**About this task:** Tally up the lines below with "distant" in them. Answer with the number only.

**Dataset content:**
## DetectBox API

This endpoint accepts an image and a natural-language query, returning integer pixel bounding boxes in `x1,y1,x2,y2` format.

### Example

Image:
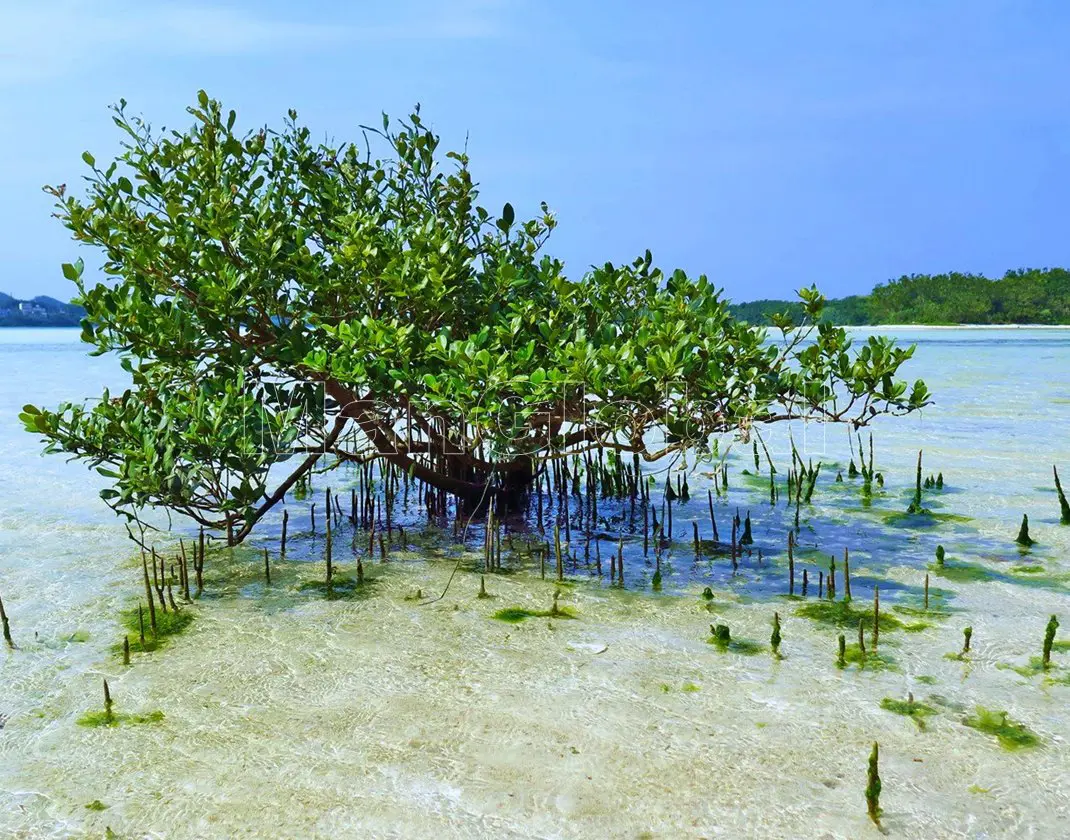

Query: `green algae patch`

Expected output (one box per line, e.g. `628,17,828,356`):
691,539,724,557
865,509,973,528
880,696,938,730
117,605,194,655
67,630,91,643
998,657,1059,679
738,469,779,492
962,707,1040,750
929,560,999,584
77,709,165,728
1041,670,1070,687
721,638,765,655
493,607,543,623
706,629,766,654
298,574,377,600
492,606,577,623
85,800,108,811
893,604,946,617
706,624,764,655
893,602,953,622
915,675,938,685
929,560,1070,593
840,643,898,672
657,680,701,694
968,785,990,795
795,599,919,633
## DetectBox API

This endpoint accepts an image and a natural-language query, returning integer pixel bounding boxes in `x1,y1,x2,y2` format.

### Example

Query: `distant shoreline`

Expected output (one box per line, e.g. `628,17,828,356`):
842,323,1070,330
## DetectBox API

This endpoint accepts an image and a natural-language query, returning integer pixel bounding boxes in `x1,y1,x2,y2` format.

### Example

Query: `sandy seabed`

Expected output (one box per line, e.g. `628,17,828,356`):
3,326,1070,839
3,545,1070,840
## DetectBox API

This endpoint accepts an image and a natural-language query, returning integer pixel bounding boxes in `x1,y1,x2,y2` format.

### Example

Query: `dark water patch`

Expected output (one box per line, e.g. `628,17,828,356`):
141,445,1066,642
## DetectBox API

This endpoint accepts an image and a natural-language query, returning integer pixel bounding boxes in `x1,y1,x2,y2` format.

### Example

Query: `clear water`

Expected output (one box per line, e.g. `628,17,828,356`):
2,327,1069,838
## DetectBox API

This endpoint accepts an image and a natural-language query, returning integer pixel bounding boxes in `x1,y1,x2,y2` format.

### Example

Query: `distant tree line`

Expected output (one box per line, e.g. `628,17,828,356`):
731,268,1070,326
0,293,85,327
8,267,1068,328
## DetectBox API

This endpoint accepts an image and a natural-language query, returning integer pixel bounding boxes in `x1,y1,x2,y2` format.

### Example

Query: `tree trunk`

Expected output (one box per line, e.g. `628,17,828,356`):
446,455,534,513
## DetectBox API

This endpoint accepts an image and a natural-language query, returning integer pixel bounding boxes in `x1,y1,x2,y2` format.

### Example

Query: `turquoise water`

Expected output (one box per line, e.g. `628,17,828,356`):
2,327,1070,838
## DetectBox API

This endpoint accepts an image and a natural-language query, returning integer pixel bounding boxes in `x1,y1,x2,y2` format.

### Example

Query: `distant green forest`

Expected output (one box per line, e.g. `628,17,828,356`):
0,292,85,326
730,268,1070,326
6,267,1069,328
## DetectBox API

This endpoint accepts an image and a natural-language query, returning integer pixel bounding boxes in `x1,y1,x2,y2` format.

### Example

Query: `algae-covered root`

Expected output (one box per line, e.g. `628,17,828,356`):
865,742,882,824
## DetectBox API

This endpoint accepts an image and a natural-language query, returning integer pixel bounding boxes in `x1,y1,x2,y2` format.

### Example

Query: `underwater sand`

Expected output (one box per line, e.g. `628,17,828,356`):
2,327,1070,838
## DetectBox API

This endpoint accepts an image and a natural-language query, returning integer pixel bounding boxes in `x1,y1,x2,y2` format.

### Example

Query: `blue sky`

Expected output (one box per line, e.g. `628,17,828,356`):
1,0,1068,302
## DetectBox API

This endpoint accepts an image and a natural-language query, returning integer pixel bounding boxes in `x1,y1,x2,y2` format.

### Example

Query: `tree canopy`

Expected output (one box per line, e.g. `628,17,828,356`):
22,92,930,543
731,269,1070,326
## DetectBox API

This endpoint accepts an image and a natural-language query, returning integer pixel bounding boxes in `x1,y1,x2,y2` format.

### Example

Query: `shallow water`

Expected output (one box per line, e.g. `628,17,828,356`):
1,327,1069,838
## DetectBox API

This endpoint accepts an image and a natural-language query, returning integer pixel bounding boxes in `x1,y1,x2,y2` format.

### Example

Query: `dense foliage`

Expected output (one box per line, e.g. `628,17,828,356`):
867,269,1070,324
22,93,929,543
731,269,1070,326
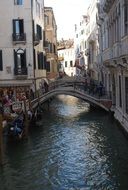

**Answer section:** 3